高齢者が使うことを意識したキッチンは、使いやすさを優先して考えます。そのために検討すべき条件は好みとは関係ありません。

「今はこうしている」ではなく、先の未来を見据えて「こうしておくと何年経っても使いやすいだろうな」と感じる仕様を選びましょう。

いつまでも快適にキッチンが使えるように、以下の6項目は念頭に置いておきましょう。

  1. 作業台は座って作業できる高さにする
  2. 軽い力で操作できる水栓を選ぶ
  3. 手が届きにくい部分が無くなるような工夫をする
  4. 照明の明るさは少し明るめにする
  5. 床材の工夫と床暖房で足元を温かく滑りにくくする

 

条件その1:作業台は座って作業できる高さにする

長時間立ったまま作業をすると、足腰に負担がかかってしまいます。皮を剥くような作業は座ってすると非常に楽になります。

そのためキッチンカウンターも座って作業できる高さを検討しましょう。

通常、キッチンの高さは「身長÷2+5㎝」を目安としています。ショールームでも85㎝をベースに5㎝単位で低くしたり高くしたりできます。

しかしこの計算方法はあくまで立った状態で料理をする想定です。

ユニバーサルキッチンと呼ばれるキッチンは座って作業を想定して75~85㎝と低めにされています。

作業するスペースの下にある収納が奥まっているため、カウンター下に足が入り座っていても膝が当たりません。もちろん、車イスでも利用できます。

条件その2:軽い力で操作できる水栓を選ぶ

筋力は足腰だけでなく、握力も衰えていきます。昔の蛇口水栓は握って回すタイプが主流で、握力が必要になるため高齢者には扱いづらいものでした。

***

取り組む問題:
a: 高齢者向けキッチンの抜粋本文によれば、作業台を座って作業できる高さにするのはなぜか。1〜3文で説明しなさい。
b: 高齢者向けキッチンの抜粋本文の最後の文を受けて、その続きを書き進めなさい。

***

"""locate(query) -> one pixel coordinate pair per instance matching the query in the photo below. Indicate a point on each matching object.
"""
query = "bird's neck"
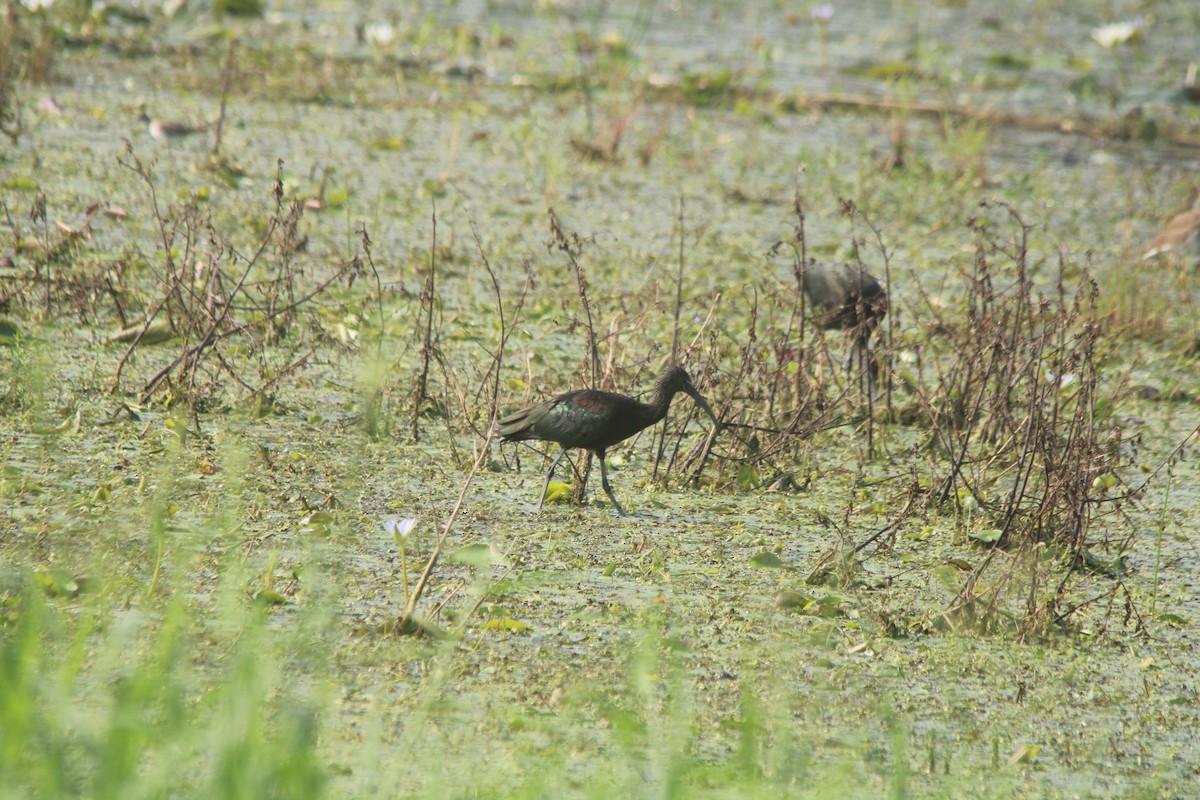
(659, 402)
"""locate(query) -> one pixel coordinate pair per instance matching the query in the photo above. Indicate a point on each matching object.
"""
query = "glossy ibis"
(594, 420)
(849, 299)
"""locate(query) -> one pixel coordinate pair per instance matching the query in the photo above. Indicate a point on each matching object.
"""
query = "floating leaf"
(337, 198)
(766, 560)
(21, 182)
(57, 583)
(1024, 755)
(397, 528)
(387, 143)
(270, 597)
(318, 522)
(558, 492)
(9, 332)
(475, 555)
(748, 476)
(792, 600)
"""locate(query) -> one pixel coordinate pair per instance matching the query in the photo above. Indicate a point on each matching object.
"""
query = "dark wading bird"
(850, 299)
(594, 420)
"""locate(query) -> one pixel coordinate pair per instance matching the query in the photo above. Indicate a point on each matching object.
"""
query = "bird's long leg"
(545, 486)
(607, 489)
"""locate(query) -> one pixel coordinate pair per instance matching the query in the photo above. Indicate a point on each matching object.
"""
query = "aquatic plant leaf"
(507, 624)
(558, 492)
(475, 555)
(1025, 755)
(270, 597)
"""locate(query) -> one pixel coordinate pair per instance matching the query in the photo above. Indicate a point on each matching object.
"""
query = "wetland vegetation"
(257, 537)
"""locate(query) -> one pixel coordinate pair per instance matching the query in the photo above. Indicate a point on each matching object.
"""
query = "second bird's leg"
(545, 486)
(607, 489)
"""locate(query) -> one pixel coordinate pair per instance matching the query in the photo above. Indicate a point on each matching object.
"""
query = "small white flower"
(399, 528)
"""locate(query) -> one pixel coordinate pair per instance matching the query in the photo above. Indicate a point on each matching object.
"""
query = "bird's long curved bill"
(701, 402)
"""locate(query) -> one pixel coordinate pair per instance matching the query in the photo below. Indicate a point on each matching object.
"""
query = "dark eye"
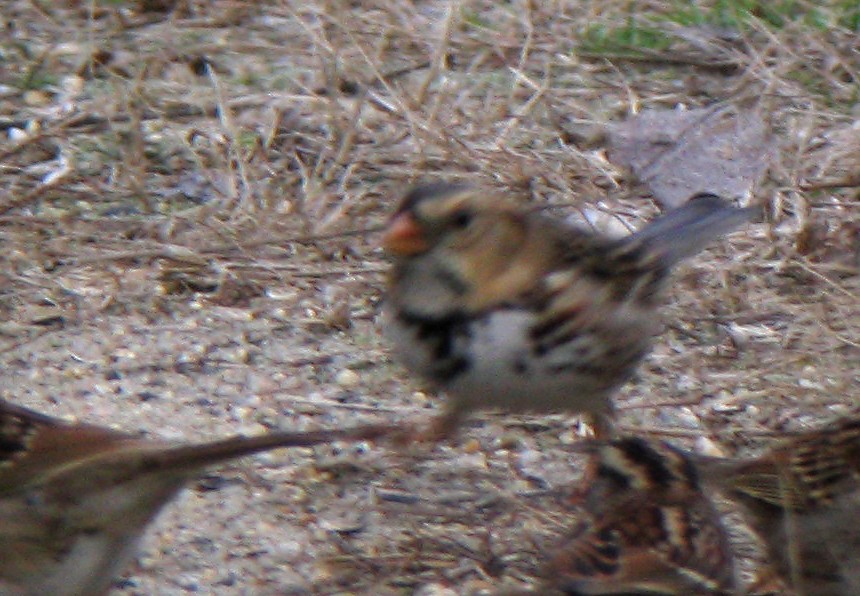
(461, 219)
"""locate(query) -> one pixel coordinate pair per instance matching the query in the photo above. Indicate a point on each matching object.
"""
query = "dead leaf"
(677, 153)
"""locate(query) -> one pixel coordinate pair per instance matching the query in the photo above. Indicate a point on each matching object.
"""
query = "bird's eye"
(462, 219)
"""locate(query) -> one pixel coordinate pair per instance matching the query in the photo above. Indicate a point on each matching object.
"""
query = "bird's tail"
(684, 231)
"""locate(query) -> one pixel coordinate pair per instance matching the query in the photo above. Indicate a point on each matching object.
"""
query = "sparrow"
(802, 497)
(508, 308)
(75, 498)
(647, 527)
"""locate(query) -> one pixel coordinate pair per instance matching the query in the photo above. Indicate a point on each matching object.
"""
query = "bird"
(802, 498)
(503, 307)
(646, 527)
(75, 498)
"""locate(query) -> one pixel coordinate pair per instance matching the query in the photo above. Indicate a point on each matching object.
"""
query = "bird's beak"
(403, 237)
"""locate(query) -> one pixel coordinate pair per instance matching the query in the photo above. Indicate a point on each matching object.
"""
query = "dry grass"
(178, 190)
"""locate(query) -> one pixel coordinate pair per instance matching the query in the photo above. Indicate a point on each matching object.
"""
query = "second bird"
(507, 308)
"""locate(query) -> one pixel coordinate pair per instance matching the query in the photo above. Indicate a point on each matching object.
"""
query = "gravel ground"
(172, 264)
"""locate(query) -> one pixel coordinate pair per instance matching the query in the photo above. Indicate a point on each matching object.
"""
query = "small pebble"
(347, 378)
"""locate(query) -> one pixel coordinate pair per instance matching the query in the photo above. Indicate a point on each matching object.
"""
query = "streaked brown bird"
(802, 498)
(75, 498)
(506, 308)
(647, 528)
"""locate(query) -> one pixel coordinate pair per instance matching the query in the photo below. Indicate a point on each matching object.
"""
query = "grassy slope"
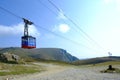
(15, 69)
(97, 60)
(40, 53)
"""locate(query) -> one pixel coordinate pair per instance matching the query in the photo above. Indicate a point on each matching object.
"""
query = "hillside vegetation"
(41, 54)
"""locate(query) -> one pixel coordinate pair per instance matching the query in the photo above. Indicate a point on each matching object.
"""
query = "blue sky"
(98, 18)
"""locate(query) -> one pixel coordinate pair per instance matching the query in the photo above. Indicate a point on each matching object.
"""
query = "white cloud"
(17, 29)
(112, 1)
(64, 28)
(61, 15)
(108, 1)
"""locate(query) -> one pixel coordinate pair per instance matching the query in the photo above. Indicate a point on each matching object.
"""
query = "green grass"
(16, 69)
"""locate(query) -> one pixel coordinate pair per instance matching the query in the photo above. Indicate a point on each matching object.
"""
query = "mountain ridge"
(41, 53)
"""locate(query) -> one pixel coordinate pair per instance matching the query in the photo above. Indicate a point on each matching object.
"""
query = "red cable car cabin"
(28, 42)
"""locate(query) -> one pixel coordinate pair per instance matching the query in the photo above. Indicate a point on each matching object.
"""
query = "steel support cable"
(65, 38)
(57, 14)
(10, 12)
(59, 10)
(46, 29)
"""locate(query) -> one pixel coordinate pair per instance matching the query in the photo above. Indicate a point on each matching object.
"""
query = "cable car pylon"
(27, 41)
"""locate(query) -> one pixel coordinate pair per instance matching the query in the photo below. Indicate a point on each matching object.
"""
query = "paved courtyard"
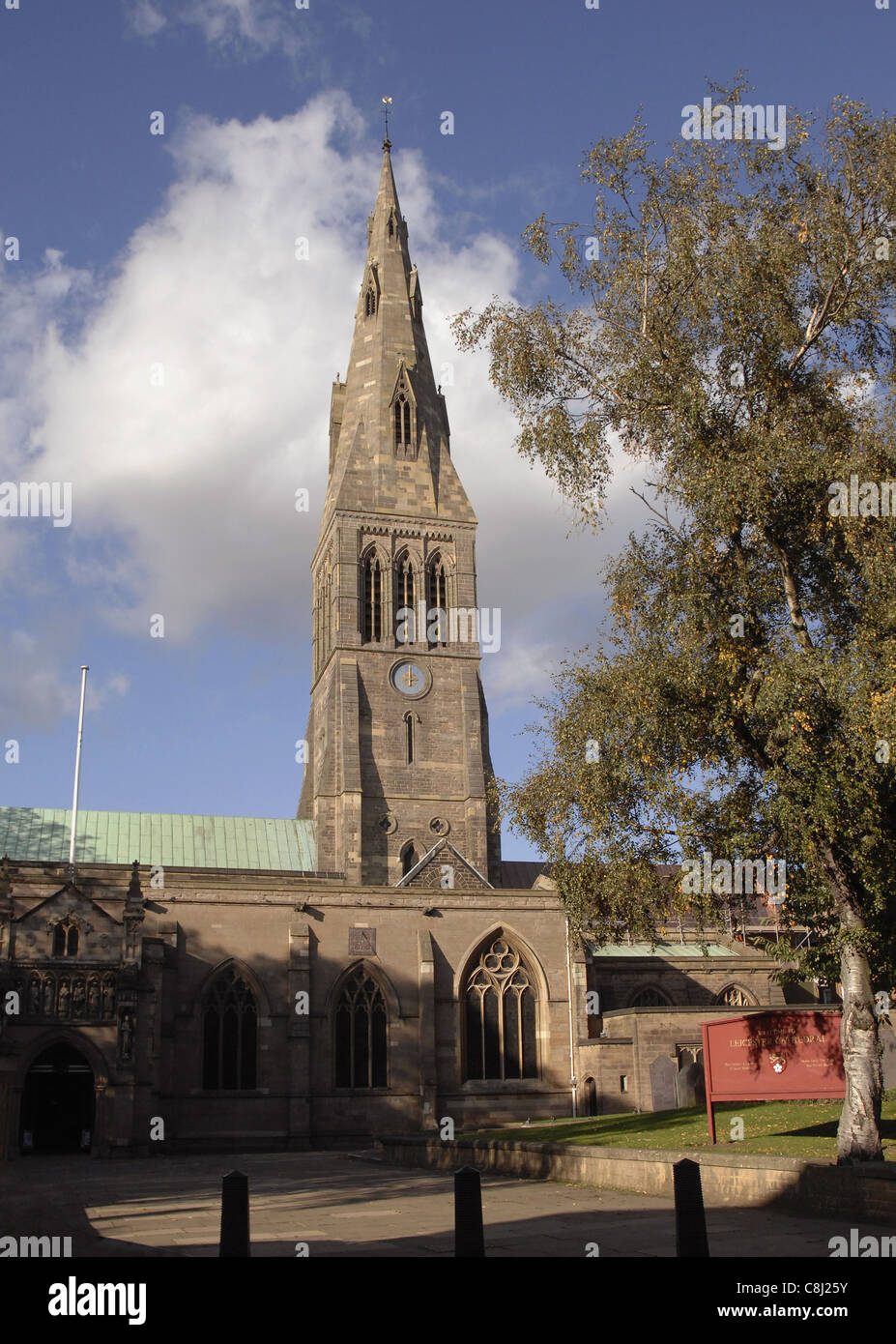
(356, 1205)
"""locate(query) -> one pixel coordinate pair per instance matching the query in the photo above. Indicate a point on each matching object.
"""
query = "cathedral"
(371, 965)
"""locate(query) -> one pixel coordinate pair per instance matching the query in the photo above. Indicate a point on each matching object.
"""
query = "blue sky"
(178, 248)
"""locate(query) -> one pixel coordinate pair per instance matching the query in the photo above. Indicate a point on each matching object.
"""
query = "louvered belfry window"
(405, 626)
(230, 1035)
(437, 601)
(372, 599)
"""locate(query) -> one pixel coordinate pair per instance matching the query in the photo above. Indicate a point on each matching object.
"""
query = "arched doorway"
(58, 1102)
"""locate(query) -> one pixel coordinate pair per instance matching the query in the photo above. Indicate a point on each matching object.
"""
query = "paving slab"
(344, 1205)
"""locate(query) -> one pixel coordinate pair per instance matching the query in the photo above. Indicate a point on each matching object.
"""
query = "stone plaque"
(361, 943)
(662, 1084)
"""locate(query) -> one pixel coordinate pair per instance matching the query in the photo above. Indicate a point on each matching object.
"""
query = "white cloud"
(245, 27)
(35, 692)
(185, 492)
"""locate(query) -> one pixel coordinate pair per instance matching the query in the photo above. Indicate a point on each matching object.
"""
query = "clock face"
(409, 678)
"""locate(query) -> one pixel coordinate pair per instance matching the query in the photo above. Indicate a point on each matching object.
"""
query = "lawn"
(783, 1127)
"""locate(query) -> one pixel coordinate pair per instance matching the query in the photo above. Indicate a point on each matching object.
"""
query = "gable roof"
(427, 858)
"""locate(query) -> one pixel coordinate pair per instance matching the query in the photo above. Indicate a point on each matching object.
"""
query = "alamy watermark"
(454, 626)
(743, 121)
(37, 499)
(861, 500)
(708, 875)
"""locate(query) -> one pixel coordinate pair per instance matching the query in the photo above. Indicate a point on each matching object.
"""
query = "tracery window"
(649, 998)
(372, 599)
(502, 1016)
(230, 1034)
(437, 601)
(735, 998)
(361, 1033)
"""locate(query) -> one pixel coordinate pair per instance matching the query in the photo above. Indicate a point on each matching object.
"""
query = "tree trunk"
(858, 1130)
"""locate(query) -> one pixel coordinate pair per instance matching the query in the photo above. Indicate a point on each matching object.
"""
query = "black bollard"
(468, 1213)
(691, 1219)
(234, 1215)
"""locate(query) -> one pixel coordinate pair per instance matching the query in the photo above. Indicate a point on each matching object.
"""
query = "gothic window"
(361, 1033)
(65, 940)
(437, 601)
(649, 998)
(405, 630)
(409, 858)
(500, 1016)
(372, 599)
(735, 998)
(230, 1034)
(328, 610)
(402, 421)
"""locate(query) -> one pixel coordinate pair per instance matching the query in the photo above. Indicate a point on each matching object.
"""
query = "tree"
(733, 330)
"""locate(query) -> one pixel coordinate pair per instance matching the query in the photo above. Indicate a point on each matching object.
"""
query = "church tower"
(398, 727)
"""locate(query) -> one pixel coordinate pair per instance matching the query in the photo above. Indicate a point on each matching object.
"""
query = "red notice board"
(778, 1055)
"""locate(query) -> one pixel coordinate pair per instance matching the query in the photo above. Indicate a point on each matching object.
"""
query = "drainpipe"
(571, 1030)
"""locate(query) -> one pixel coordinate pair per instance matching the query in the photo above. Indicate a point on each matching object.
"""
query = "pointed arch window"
(65, 940)
(409, 858)
(230, 1034)
(405, 595)
(437, 601)
(402, 421)
(372, 599)
(361, 1033)
(649, 998)
(735, 998)
(502, 1016)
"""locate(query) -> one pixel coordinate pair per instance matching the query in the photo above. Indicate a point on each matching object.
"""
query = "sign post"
(781, 1055)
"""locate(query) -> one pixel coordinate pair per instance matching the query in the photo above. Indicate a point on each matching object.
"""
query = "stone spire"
(381, 461)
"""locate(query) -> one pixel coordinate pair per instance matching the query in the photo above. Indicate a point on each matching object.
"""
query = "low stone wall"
(728, 1182)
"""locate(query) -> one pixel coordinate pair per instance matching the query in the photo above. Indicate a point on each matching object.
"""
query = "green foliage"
(737, 337)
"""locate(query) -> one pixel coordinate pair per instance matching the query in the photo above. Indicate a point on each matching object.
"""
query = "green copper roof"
(159, 837)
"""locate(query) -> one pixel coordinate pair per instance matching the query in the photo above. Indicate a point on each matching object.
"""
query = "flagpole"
(74, 800)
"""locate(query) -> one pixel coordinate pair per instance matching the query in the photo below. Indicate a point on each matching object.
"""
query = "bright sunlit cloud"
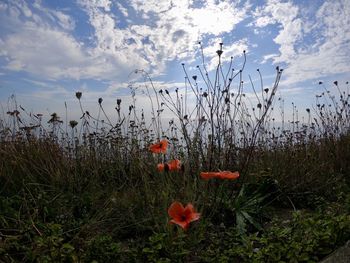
(52, 49)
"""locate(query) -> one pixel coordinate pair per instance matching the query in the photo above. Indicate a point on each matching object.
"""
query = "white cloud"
(170, 32)
(328, 36)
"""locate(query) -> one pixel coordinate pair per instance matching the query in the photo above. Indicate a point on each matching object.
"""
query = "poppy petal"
(229, 175)
(160, 167)
(183, 224)
(207, 175)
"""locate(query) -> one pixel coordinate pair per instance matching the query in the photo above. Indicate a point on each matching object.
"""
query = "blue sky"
(51, 49)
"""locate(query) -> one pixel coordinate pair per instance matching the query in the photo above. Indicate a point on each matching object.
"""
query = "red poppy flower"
(174, 165)
(182, 216)
(160, 167)
(159, 147)
(221, 175)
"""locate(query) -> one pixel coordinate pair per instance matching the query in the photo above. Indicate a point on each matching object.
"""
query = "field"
(253, 189)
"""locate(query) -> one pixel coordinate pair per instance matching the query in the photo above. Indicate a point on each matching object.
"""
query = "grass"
(90, 191)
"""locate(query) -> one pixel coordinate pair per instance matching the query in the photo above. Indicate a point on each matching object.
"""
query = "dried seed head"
(78, 94)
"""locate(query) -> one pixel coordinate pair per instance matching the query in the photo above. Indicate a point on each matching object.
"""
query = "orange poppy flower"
(174, 165)
(221, 175)
(181, 215)
(160, 167)
(159, 147)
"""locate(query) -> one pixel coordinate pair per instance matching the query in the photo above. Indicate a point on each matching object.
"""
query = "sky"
(50, 49)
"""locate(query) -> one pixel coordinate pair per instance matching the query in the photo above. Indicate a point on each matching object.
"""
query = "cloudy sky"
(49, 49)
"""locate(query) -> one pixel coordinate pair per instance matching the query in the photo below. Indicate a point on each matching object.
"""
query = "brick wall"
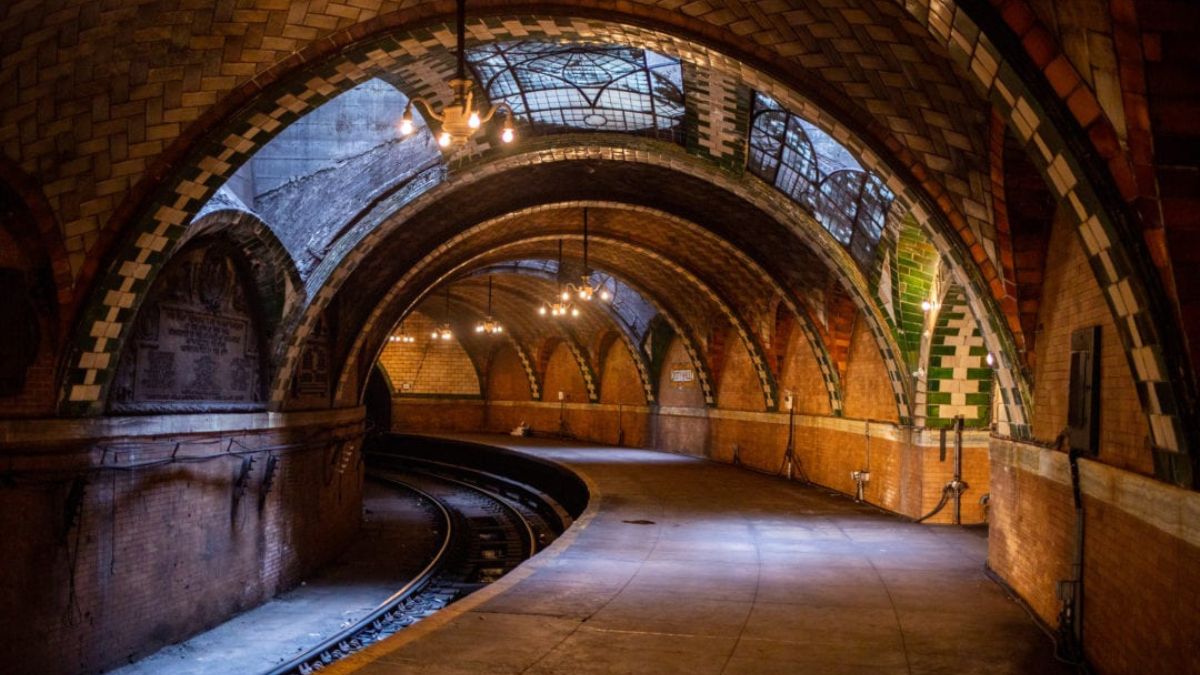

***

演習の結果:
a: 長時間立ったまま作業をすると、足腰に負担がかかってしまうからである。また、皮を剥くような作業は座って行うと非常に楽になるからである。

b:
しかし現在はほとんどがレバーハンドルになっており、握らずに軽い力で操作ができ、楽に使えるようになりました。

レバーハンドルは使い方がシンプルで、左右にレバーを動かすだけでお湯と水を切り替えられます。

蛇口のヘッドがシャワーヘッドとして伸び縮みするタイプなら、座った姿勢でも手元に水を出せます。

そういった細かな使い勝手は種類も豊富なので、ショールームでいろいろ使ってみるのがいいでしょう。

またセンサーに手をかざして操作するタッチレス水栓もあります。電源式なので、停電時以外はずっと使えて節水にもなります。停電時もレバーハンドルでの操作なので力は全く要りません。

条件その3:手が届きにくい部分が無くなるような工夫をする

事故の原因として踏み台からの転倒がありました。

そもそも高齢になると関節の可動域が狭くなるため、真っ直ぐ腕を伸ばせません。

その状態で高いところに手を伸ばすのであれば、踏み台が必須となってしまいます。

そこで老後は、腕が届く範囲に物を収納したり使えるようにしたりすることが望ましいです。

  • 吊り戸棚を昇降式にする
  • 換気扇をリモコン操作にする
  • 床に近い位置の収納を減らす

特に吊り戸棚はボタンを押すと下がってくる自動昇降式がおすすめです。

目線の高さまで棚が下がってくるので、奥の方まで手が届くようになります。

ボタンの位置も目線の高さよりやや上くらいになるので、腕を伸ばす必要がありません。

換気扇のリモコンはマグネットが付いている物もあるので、冷蔵庫などに貼っておくと使いやすいです。

条件その4:照明の明るさは少し明るめにする

高齢になると視力が弱くなります。老眼もありますが、薄暗いと文字に対して焦点を当てられず、レシピや食品表示が見にくくなってしまいます。

若い世代の2~3倍の明るさが必要といわれているので、照明を追加しましょう。

しかし視力が弱る一方で、眩しさは感じやすくなります。

そのため、ただ追加するのではなく間接照明にしたり、電球をカバーしたペンダントライトを付けたりするなど、複数の照明を使い自分で必要な明るさに調節できるようにしましょう

ペンダントライトは目線の近くまで下ろせるので、万が一電球が切れたときの交換も容易です。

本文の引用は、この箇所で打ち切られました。